▶ **THE PROBLEM**: Reproduce the passage of the theater review below between "Kayla Meikle as" and "there’d be outrage.", inclusive.

Lloyd Evans Lloyd Evans

Angry diatribes and amusing pranks: Donmar Warehouse’s Marys Seacole reviewed

Plus: if you take your daughter to this Savoy Theatre show, she’ll be on the game the next day

Kayla Meikle as Mary Seacole. Photo: Marc Brenner 
issue 07 May 2022

The title of the Donmar’s new effort, Marys Seacole, appears to be a misprint and that makes the reader look twice. Good marketing. The show is a blend of Spike Milligan-esque sketches and indignant speeches about race but it starts as a straightforward historical narrative. Mary Seacole enters in Victorian garb and introduces herself as a woman of half-Scots and half-Caribbean heritage who believes that ethnic differences create hierarchies of competence. Her veins, she says, flow with ‘Scotch blood’ and this gives her an entrepreneurial advantage over her ‘indolent’ Caribbean neighbours. Inflammatory stuff. If a white author embraced that supremacist creed, there’d be outrage.

After the history lesson, the scene switches to a modern London hospital where an old dear lies in intensive care surrounded by family members. Her mischievous granddaughter decides to enact a mercy killing, for fun. She switches off Granny’s artificial respirator. Whereupon the old dear springs back to life.

▶ **SOURCE DATA**:
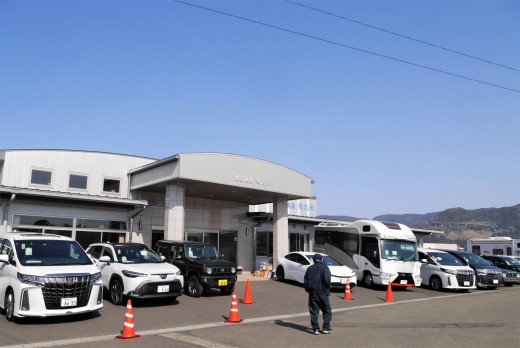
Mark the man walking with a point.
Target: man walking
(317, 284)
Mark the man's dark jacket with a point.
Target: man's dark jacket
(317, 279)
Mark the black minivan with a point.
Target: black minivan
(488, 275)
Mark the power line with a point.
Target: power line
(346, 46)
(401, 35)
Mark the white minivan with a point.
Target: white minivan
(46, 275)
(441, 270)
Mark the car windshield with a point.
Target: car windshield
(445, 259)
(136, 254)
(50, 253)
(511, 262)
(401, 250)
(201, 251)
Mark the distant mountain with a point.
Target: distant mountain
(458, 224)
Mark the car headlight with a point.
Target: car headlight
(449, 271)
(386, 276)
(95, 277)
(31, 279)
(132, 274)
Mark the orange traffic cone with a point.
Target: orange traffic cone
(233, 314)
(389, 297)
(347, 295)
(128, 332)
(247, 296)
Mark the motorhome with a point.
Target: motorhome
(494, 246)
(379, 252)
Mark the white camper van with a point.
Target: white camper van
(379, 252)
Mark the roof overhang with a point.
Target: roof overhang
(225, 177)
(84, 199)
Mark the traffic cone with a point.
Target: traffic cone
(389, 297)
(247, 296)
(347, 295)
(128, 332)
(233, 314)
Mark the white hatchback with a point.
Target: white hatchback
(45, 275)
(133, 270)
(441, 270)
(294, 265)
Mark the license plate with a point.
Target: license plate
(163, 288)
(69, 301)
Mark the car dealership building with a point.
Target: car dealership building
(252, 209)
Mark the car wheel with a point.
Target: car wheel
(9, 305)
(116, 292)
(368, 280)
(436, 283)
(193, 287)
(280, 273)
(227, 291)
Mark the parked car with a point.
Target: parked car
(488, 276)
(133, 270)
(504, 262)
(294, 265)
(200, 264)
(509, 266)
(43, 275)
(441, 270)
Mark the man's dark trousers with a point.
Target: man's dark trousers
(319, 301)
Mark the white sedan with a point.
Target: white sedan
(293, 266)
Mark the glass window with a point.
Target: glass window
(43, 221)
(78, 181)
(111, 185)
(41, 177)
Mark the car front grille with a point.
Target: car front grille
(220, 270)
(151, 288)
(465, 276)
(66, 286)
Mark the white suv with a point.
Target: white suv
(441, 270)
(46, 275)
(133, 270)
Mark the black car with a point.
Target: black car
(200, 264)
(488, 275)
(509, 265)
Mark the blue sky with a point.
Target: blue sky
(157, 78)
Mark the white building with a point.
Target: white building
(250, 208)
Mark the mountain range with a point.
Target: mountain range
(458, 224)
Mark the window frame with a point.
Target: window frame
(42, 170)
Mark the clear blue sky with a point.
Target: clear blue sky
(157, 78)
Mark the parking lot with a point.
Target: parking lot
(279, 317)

---

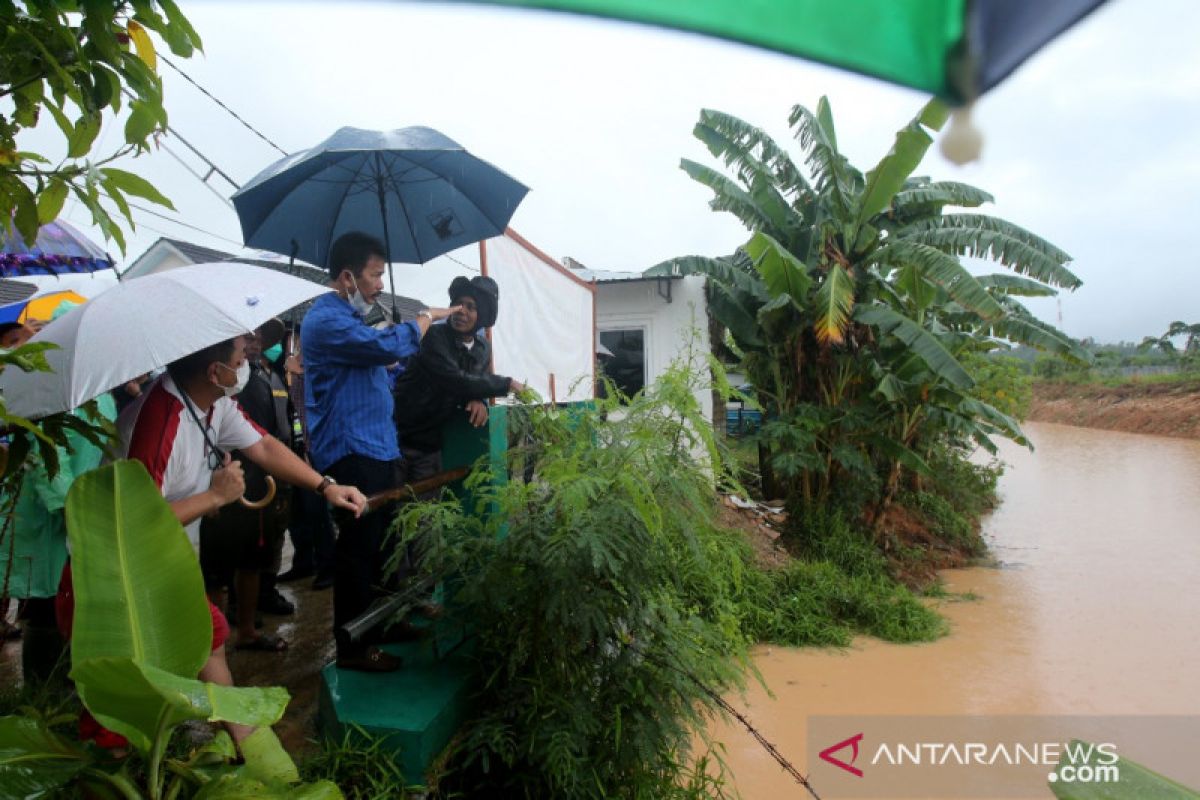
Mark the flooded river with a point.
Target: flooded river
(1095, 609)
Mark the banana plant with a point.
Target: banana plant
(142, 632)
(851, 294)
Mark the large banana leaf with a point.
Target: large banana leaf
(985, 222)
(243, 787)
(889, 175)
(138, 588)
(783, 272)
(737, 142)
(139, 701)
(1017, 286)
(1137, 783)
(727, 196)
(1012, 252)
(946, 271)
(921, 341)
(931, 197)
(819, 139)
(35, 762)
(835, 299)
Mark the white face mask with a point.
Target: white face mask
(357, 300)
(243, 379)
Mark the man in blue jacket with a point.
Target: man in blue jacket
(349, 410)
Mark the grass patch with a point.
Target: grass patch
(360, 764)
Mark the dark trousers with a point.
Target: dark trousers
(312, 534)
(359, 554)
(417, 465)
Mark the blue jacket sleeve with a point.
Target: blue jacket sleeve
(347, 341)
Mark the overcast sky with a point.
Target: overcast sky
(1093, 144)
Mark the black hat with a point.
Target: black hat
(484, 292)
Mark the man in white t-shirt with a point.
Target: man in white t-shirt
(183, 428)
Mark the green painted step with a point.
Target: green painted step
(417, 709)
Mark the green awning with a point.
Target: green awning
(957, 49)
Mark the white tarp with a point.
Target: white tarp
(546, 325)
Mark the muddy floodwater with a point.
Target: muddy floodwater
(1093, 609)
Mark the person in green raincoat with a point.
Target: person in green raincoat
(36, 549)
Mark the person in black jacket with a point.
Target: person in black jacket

...

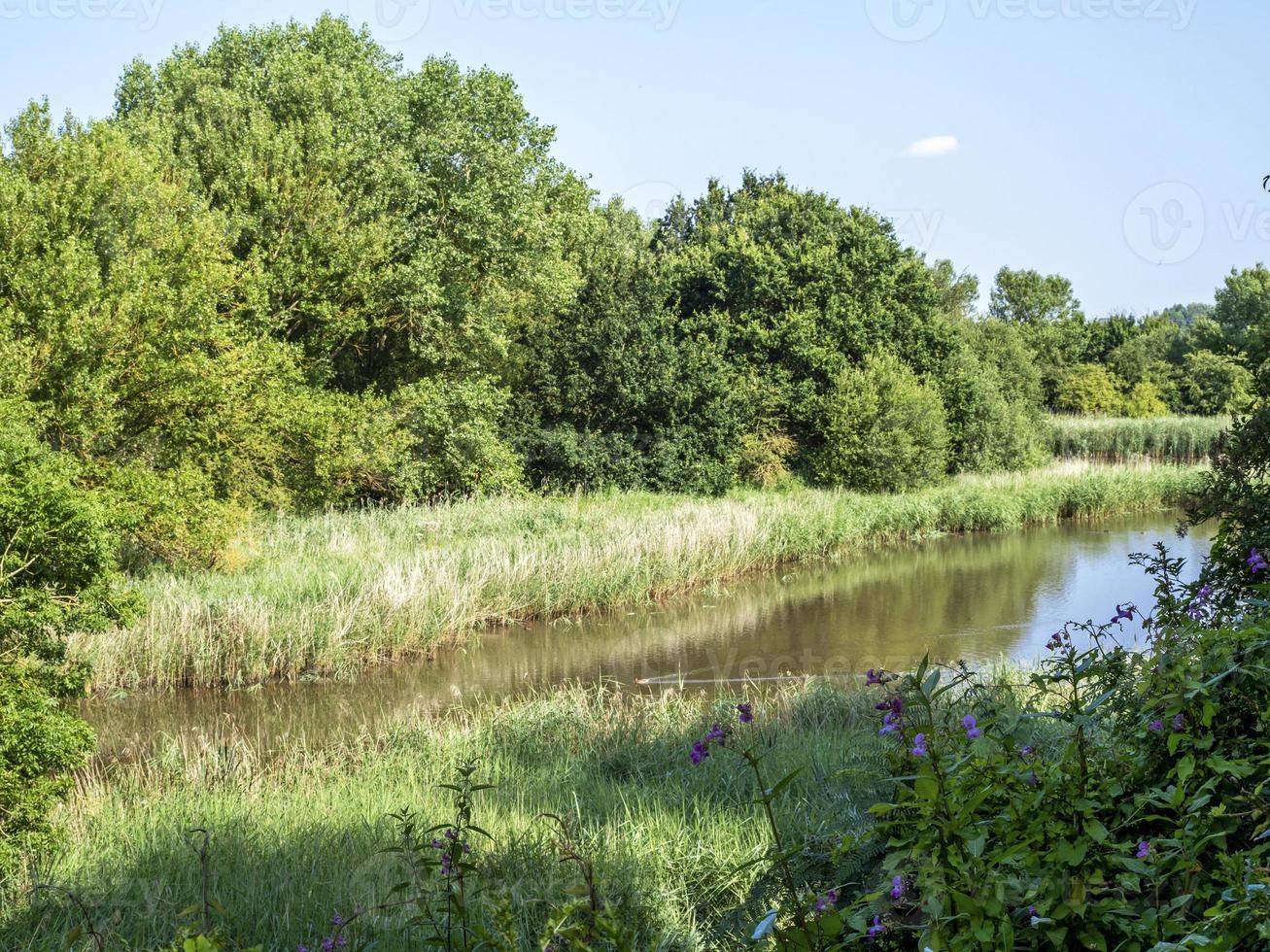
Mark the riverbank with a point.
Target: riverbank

▶ **RESULT BELOW**:
Kayla Meikle as Mary Seacole. Photo: Marc Brenner 
issue 07 May 2022

The title of the Donmar’s new effort, Marys Seacole, appears to be a misprint and that makes the reader look twice. Good marketing. The show is a blend of Spike Milligan-esque sketches and indignant speeches about race but it starts as a straightforward historical narrative. Mary Seacole enters in Victorian garb and introduces herself as a woman of half-Scots and half-Caribbean heritage who believes that ethnic differences create hierarchies of competence. Her veins, she says, flow with ‘Scotch blood’ and this gives her an entrepreneurial advantage over her ‘indolent’ Caribbean neighbours. Inflammatory stuff. If a white author embraced that supremacist creed, there’d be outrage.